>> BEGIN Material supplied
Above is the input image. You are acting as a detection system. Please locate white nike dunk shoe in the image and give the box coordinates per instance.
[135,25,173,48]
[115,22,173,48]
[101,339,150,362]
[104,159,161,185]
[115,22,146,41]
>> END Material supplied
* Task description *
Update the material above by replacing "white nike dunk shoe" with "white sneaker" and leaving every other line as it stands.

* Worked answer *
Above is the input image. You are acting as a detection system. Please locate white sneaker in the image and give the box coordinates per instance.
[135,25,173,48]
[115,22,173,48]
[101,339,150,362]
[104,159,161,185]
[115,22,146,41]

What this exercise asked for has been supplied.